ECLI:NL:RBDHA:2025:17298 - Rechtbank Den Haag - 2 september 2025
Uitspraak
Rechtsgebieden
Uitspraak inhoud
RECHTBANK DEN HAAG
Bestuursrecht
zaaknummers: NL25.31185 (beroep) en NL25.31186 (voorlopige voorziening)
uitspraak van de enkelvoudige kamer en de voorzieningenrechter in de zaken tussen
[eiser] , V-nummer: [v-nummer] , eiser/verzoeker (hierna: eiser)
(gemachtigde: mr. M.J.A. Rinkes),
en
de minister van Asiel en Migratie, verweerder
(gemachtigde: mr. S.J. Versteeg).
Inleiding
- In deze uitspraak beoordeelt de rechtbank het beroep van eiser tegen de afwijzing van zijn asielaanvraag en beoordeelt de voorzieningenrechter zijn verzoek om een voorlopige voorziening.

* AANGELEVERDE GEGEVENS
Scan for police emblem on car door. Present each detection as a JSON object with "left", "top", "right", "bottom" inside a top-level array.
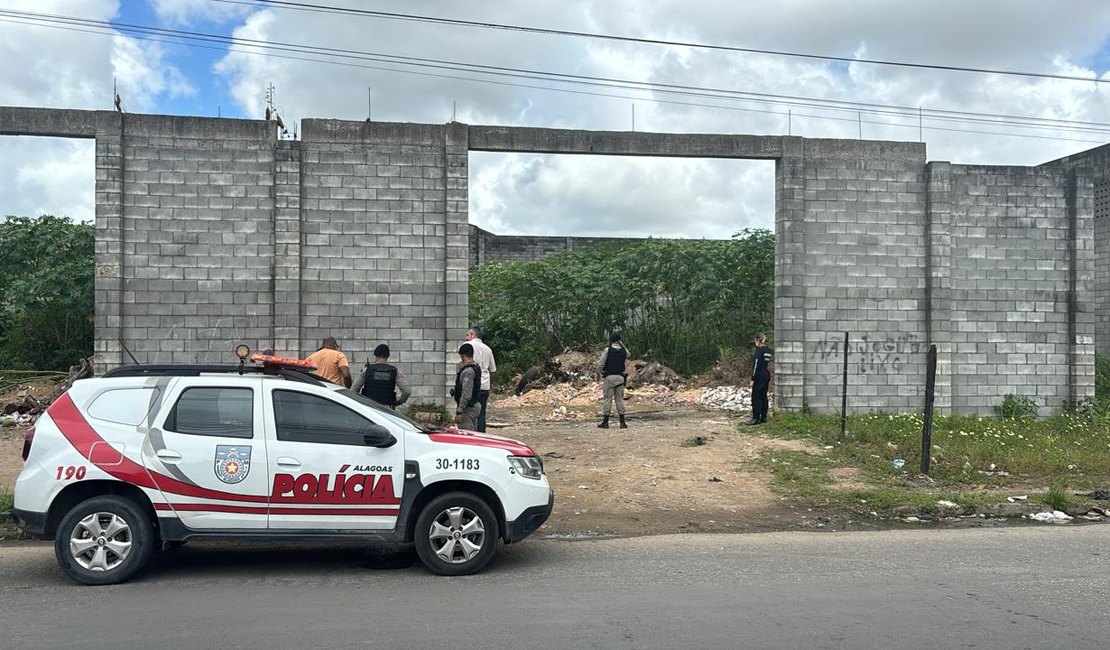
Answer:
[{"left": 215, "top": 445, "right": 251, "bottom": 485}]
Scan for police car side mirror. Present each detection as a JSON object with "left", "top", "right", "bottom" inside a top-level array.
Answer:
[{"left": 362, "top": 425, "right": 397, "bottom": 447}]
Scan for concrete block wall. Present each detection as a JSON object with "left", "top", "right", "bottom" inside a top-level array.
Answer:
[
  {"left": 1041, "top": 145, "right": 1110, "bottom": 361},
  {"left": 113, "top": 114, "right": 274, "bottom": 364},
  {"left": 776, "top": 140, "right": 928, "bottom": 413},
  {"left": 947, "top": 165, "right": 1093, "bottom": 414},
  {"left": 290, "top": 120, "right": 467, "bottom": 397},
  {"left": 0, "top": 106, "right": 1110, "bottom": 414}
]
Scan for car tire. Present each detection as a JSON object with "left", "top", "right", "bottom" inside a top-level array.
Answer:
[
  {"left": 414, "top": 492, "right": 501, "bottom": 576},
  {"left": 54, "top": 496, "right": 157, "bottom": 585}
]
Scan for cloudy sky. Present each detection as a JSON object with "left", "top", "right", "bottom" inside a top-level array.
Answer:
[{"left": 0, "top": 0, "right": 1110, "bottom": 237}]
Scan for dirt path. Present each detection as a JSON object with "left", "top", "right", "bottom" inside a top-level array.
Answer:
[
  {"left": 490, "top": 402, "right": 821, "bottom": 536},
  {"left": 0, "top": 394, "right": 805, "bottom": 537}
]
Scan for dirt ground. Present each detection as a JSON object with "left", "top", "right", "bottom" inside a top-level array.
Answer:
[
  {"left": 0, "top": 388, "right": 814, "bottom": 538},
  {"left": 490, "top": 399, "right": 809, "bottom": 537}
]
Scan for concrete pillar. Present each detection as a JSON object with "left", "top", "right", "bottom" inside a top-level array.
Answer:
[
  {"left": 775, "top": 136, "right": 806, "bottom": 412},
  {"left": 925, "top": 162, "right": 952, "bottom": 415},
  {"left": 273, "top": 141, "right": 303, "bottom": 356},
  {"left": 93, "top": 111, "right": 124, "bottom": 374}
]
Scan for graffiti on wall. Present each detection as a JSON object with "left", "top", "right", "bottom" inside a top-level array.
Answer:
[{"left": 809, "top": 333, "right": 926, "bottom": 375}]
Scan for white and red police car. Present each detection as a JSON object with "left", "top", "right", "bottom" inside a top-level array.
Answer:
[{"left": 4, "top": 351, "right": 554, "bottom": 585}]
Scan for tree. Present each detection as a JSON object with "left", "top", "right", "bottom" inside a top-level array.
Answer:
[{"left": 0, "top": 215, "right": 95, "bottom": 370}]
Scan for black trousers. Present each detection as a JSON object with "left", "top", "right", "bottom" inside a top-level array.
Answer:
[
  {"left": 751, "top": 377, "right": 770, "bottom": 422},
  {"left": 476, "top": 390, "right": 490, "bottom": 434}
]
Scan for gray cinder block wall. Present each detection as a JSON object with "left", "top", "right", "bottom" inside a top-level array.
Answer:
[
  {"left": 0, "top": 106, "right": 1096, "bottom": 414},
  {"left": 470, "top": 225, "right": 644, "bottom": 270}
]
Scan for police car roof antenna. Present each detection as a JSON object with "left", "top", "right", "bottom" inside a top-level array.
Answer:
[{"left": 115, "top": 338, "right": 141, "bottom": 366}]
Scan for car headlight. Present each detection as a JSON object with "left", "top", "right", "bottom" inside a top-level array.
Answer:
[{"left": 508, "top": 456, "right": 544, "bottom": 480}]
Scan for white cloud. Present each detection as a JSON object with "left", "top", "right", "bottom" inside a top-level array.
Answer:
[
  {"left": 151, "top": 0, "right": 251, "bottom": 26},
  {"left": 0, "top": 0, "right": 191, "bottom": 220},
  {"left": 10, "top": 0, "right": 1110, "bottom": 236},
  {"left": 0, "top": 138, "right": 95, "bottom": 221}
]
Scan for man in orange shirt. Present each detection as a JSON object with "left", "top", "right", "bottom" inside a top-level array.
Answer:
[{"left": 306, "top": 336, "right": 351, "bottom": 388}]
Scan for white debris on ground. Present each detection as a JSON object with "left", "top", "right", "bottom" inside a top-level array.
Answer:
[
  {"left": 697, "top": 386, "right": 751, "bottom": 410},
  {"left": 494, "top": 382, "right": 751, "bottom": 420},
  {"left": 1026, "top": 510, "right": 1071, "bottom": 524}
]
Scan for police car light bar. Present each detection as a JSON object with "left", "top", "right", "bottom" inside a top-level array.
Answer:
[{"left": 251, "top": 353, "right": 316, "bottom": 370}]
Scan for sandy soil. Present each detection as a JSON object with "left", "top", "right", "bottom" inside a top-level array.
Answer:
[
  {"left": 0, "top": 383, "right": 814, "bottom": 538},
  {"left": 490, "top": 399, "right": 821, "bottom": 537}
]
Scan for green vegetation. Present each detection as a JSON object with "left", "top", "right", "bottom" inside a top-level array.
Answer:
[
  {"left": 0, "top": 215, "right": 95, "bottom": 370},
  {"left": 763, "top": 414, "right": 1110, "bottom": 490},
  {"left": 470, "top": 230, "right": 775, "bottom": 380}
]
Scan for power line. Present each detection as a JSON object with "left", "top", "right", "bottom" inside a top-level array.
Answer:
[
  {"left": 211, "top": 0, "right": 1110, "bottom": 83},
  {"left": 0, "top": 10, "right": 1110, "bottom": 143}
]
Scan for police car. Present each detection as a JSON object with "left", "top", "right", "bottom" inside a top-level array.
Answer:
[{"left": 12, "top": 346, "right": 554, "bottom": 585}]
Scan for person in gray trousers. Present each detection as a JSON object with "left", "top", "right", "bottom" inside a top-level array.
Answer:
[{"left": 597, "top": 332, "right": 628, "bottom": 429}]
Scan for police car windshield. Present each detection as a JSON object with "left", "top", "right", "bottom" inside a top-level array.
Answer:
[{"left": 336, "top": 388, "right": 433, "bottom": 434}]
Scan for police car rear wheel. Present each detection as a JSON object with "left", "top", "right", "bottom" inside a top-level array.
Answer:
[
  {"left": 54, "top": 496, "right": 154, "bottom": 585},
  {"left": 415, "top": 492, "right": 500, "bottom": 576}
]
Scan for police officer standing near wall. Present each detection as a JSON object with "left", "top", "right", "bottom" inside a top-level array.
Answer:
[
  {"left": 748, "top": 333, "right": 775, "bottom": 425},
  {"left": 597, "top": 332, "right": 628, "bottom": 429},
  {"left": 351, "top": 343, "right": 413, "bottom": 408},
  {"left": 451, "top": 343, "right": 482, "bottom": 431},
  {"left": 466, "top": 325, "right": 497, "bottom": 433}
]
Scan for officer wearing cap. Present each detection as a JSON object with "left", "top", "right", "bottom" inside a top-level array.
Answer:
[
  {"left": 597, "top": 332, "right": 628, "bottom": 429},
  {"left": 351, "top": 343, "right": 413, "bottom": 408}
]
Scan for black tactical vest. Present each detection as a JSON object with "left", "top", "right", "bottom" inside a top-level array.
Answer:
[
  {"left": 362, "top": 364, "right": 397, "bottom": 401},
  {"left": 602, "top": 346, "right": 628, "bottom": 377},
  {"left": 454, "top": 362, "right": 482, "bottom": 408}
]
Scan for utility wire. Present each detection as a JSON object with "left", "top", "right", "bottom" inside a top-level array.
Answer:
[
  {"left": 0, "top": 10, "right": 1110, "bottom": 143},
  {"left": 211, "top": 0, "right": 1110, "bottom": 83}
]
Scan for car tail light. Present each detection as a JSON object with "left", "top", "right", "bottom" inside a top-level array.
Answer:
[{"left": 23, "top": 427, "right": 34, "bottom": 460}]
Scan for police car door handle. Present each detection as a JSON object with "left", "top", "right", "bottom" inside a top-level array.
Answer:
[{"left": 158, "top": 449, "right": 181, "bottom": 463}]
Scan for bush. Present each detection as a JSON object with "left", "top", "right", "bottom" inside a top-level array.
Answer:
[
  {"left": 470, "top": 230, "right": 775, "bottom": 382},
  {"left": 0, "top": 215, "right": 94, "bottom": 370}
]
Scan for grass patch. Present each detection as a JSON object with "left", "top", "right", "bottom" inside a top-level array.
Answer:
[
  {"left": 759, "top": 449, "right": 834, "bottom": 497},
  {"left": 1035, "top": 487, "right": 1072, "bottom": 510},
  {"left": 763, "top": 414, "right": 1110, "bottom": 491}
]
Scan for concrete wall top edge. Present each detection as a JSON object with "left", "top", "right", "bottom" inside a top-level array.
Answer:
[
  {"left": 0, "top": 106, "right": 98, "bottom": 138},
  {"left": 803, "top": 138, "right": 926, "bottom": 164},
  {"left": 301, "top": 119, "right": 447, "bottom": 146},
  {"left": 470, "top": 125, "right": 783, "bottom": 160},
  {"left": 121, "top": 112, "right": 278, "bottom": 141}
]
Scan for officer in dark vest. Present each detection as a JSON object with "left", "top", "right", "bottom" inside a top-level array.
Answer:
[
  {"left": 351, "top": 343, "right": 412, "bottom": 408},
  {"left": 748, "top": 334, "right": 775, "bottom": 425},
  {"left": 451, "top": 343, "right": 482, "bottom": 431},
  {"left": 597, "top": 332, "right": 628, "bottom": 429}
]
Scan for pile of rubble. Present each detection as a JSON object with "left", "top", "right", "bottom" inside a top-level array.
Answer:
[{"left": 0, "top": 358, "right": 92, "bottom": 427}]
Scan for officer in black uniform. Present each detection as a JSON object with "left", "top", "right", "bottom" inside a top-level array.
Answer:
[
  {"left": 351, "top": 343, "right": 412, "bottom": 408},
  {"left": 748, "top": 334, "right": 775, "bottom": 425},
  {"left": 451, "top": 343, "right": 482, "bottom": 431}
]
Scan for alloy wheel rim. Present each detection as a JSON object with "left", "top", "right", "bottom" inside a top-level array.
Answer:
[
  {"left": 70, "top": 512, "right": 132, "bottom": 571},
  {"left": 428, "top": 506, "right": 486, "bottom": 565}
]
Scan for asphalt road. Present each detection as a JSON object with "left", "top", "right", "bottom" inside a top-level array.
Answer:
[{"left": 0, "top": 526, "right": 1110, "bottom": 650}]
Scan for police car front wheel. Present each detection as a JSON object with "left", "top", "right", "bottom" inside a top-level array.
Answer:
[
  {"left": 54, "top": 496, "right": 154, "bottom": 585},
  {"left": 415, "top": 492, "right": 500, "bottom": 576}
]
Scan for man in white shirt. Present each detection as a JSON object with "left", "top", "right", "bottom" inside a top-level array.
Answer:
[{"left": 466, "top": 325, "right": 497, "bottom": 433}]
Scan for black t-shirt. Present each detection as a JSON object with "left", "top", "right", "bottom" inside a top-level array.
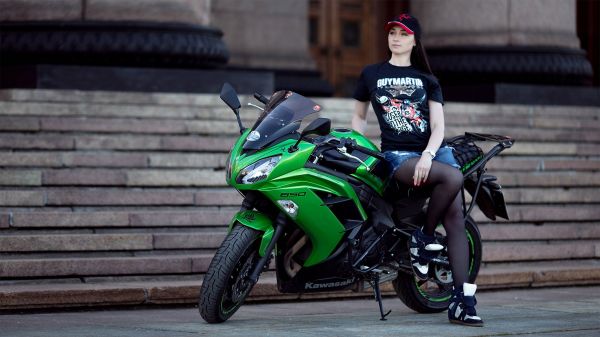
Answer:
[{"left": 353, "top": 62, "right": 444, "bottom": 152}]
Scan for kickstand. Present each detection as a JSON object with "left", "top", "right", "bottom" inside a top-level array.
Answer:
[{"left": 371, "top": 275, "right": 392, "bottom": 321}]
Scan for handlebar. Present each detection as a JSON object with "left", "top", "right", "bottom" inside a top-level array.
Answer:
[
  {"left": 340, "top": 138, "right": 385, "bottom": 160},
  {"left": 254, "top": 92, "right": 269, "bottom": 104}
]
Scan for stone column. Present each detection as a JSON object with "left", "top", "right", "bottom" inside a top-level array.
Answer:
[
  {"left": 410, "top": 0, "right": 592, "bottom": 100},
  {"left": 211, "top": 0, "right": 316, "bottom": 70},
  {"left": 0, "top": 0, "right": 234, "bottom": 92}
]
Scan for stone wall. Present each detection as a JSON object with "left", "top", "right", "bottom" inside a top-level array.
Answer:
[
  {"left": 211, "top": 0, "right": 315, "bottom": 70},
  {"left": 0, "top": 0, "right": 211, "bottom": 25}
]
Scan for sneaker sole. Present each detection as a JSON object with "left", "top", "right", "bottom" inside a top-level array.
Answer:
[{"left": 449, "top": 319, "right": 483, "bottom": 327}]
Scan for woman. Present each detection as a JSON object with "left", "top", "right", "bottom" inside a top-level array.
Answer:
[{"left": 352, "top": 14, "right": 483, "bottom": 326}]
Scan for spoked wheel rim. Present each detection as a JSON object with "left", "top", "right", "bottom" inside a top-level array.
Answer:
[{"left": 221, "top": 245, "right": 258, "bottom": 314}]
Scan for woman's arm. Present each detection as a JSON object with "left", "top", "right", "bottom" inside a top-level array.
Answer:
[
  {"left": 352, "top": 101, "right": 369, "bottom": 133},
  {"left": 413, "top": 100, "right": 444, "bottom": 186},
  {"left": 426, "top": 100, "right": 444, "bottom": 152}
]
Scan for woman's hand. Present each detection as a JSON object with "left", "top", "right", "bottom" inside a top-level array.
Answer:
[{"left": 413, "top": 153, "right": 433, "bottom": 186}]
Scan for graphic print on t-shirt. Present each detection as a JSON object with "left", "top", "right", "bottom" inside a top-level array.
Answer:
[{"left": 375, "top": 77, "right": 427, "bottom": 134}]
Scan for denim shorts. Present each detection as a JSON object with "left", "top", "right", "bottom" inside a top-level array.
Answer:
[{"left": 383, "top": 146, "right": 460, "bottom": 176}]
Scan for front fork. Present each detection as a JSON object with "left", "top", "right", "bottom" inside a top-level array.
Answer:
[{"left": 229, "top": 197, "right": 287, "bottom": 286}]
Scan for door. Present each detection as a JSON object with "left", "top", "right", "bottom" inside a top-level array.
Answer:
[{"left": 309, "top": 0, "right": 375, "bottom": 97}]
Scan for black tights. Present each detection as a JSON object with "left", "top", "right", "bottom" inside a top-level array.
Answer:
[{"left": 394, "top": 158, "right": 469, "bottom": 289}]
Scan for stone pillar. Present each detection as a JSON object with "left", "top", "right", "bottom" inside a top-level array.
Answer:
[
  {"left": 0, "top": 0, "right": 237, "bottom": 92},
  {"left": 411, "top": 0, "right": 579, "bottom": 48},
  {"left": 410, "top": 0, "right": 592, "bottom": 101},
  {"left": 0, "top": 0, "right": 211, "bottom": 25}
]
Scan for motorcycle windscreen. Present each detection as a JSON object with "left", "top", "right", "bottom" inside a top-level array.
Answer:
[{"left": 242, "top": 91, "right": 321, "bottom": 150}]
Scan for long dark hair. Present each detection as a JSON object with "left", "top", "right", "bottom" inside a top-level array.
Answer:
[{"left": 410, "top": 39, "right": 433, "bottom": 75}]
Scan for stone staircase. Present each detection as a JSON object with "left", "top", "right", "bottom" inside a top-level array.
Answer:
[{"left": 0, "top": 90, "right": 600, "bottom": 310}]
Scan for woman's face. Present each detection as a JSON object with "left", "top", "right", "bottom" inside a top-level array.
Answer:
[{"left": 388, "top": 27, "right": 416, "bottom": 54}]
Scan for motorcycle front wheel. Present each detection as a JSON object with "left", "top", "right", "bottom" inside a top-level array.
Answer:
[
  {"left": 393, "top": 217, "right": 481, "bottom": 313},
  {"left": 199, "top": 225, "right": 260, "bottom": 323}
]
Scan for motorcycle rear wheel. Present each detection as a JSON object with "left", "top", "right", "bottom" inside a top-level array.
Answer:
[
  {"left": 199, "top": 225, "right": 260, "bottom": 323},
  {"left": 392, "top": 217, "right": 481, "bottom": 313}
]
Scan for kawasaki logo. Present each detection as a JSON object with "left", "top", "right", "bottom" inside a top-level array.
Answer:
[{"left": 304, "top": 277, "right": 355, "bottom": 289}]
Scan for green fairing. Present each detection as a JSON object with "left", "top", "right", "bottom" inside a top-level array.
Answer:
[
  {"left": 227, "top": 131, "right": 385, "bottom": 267},
  {"left": 229, "top": 210, "right": 274, "bottom": 256}
]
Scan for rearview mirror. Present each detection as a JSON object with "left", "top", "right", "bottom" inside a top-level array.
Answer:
[
  {"left": 220, "top": 82, "right": 242, "bottom": 111},
  {"left": 301, "top": 118, "right": 331, "bottom": 137}
]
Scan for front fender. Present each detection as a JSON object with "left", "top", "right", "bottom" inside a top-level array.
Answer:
[{"left": 228, "top": 210, "right": 275, "bottom": 256}]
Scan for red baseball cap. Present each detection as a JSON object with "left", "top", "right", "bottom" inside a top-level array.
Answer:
[{"left": 385, "top": 13, "right": 421, "bottom": 39}]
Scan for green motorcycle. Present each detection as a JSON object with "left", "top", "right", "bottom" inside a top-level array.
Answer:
[{"left": 199, "top": 83, "right": 513, "bottom": 323}]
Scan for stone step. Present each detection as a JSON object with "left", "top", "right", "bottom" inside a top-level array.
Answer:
[
  {"left": 0, "top": 223, "right": 600, "bottom": 252},
  {"left": 0, "top": 230, "right": 225, "bottom": 253},
  {"left": 0, "top": 150, "right": 600, "bottom": 171},
  {"left": 483, "top": 240, "right": 600, "bottom": 262},
  {"left": 0, "top": 129, "right": 600, "bottom": 156},
  {"left": 0, "top": 151, "right": 227, "bottom": 168},
  {"left": 0, "top": 168, "right": 600, "bottom": 189},
  {"left": 0, "top": 204, "right": 600, "bottom": 228},
  {"left": 0, "top": 207, "right": 238, "bottom": 229},
  {"left": 486, "top": 155, "right": 600, "bottom": 172},
  {"left": 0, "top": 111, "right": 600, "bottom": 137},
  {"left": 479, "top": 222, "right": 600, "bottom": 240},
  {"left": 0, "top": 260, "right": 600, "bottom": 310},
  {"left": 0, "top": 184, "right": 600, "bottom": 207},
  {"left": 471, "top": 204, "right": 600, "bottom": 223},
  {"left": 0, "top": 254, "right": 212, "bottom": 279},
  {"left": 0, "top": 133, "right": 235, "bottom": 153},
  {"left": 0, "top": 237, "right": 600, "bottom": 279}
]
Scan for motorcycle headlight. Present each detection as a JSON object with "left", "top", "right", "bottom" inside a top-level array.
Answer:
[{"left": 237, "top": 156, "right": 281, "bottom": 184}]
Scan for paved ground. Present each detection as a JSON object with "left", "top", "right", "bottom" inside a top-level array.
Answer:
[{"left": 0, "top": 286, "right": 600, "bottom": 337}]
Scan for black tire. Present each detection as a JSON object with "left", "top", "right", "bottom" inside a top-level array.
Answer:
[
  {"left": 199, "top": 225, "right": 260, "bottom": 323},
  {"left": 393, "top": 217, "right": 481, "bottom": 313},
  {"left": 0, "top": 21, "right": 229, "bottom": 67}
]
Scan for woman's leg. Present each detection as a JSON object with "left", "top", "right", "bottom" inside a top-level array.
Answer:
[
  {"left": 394, "top": 158, "right": 463, "bottom": 235},
  {"left": 443, "top": 195, "right": 469, "bottom": 289}
]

* WAT JE DOET
1. Neem uit de rechtbankuitspraak letterlijk het stuk over dat begint bij "ECLI:NL:RBDHA:2025:17298 - Rechtbank" en eindigt bij "NL25.31186 (voorlopige voorziening)".
2. Geef alleen het aantal regels in de gegevens waarin het woord "green" voorkomt. Let op hoofdletters en kleine letters.

* DE ANTWOORDEN
1.
ECLI:NL:RBDHA:2025:17298 - Rechtbank Den Haag - 2 september 2025
Uitspraak
Rechtsgebieden
Uitspraak inhoud
RECHTBANK DEN HAAG
Bestuursrecht
zaaknummers: NL25.31185 (beroep) en NL25.31186 (voorlopige voorziening)

2. 3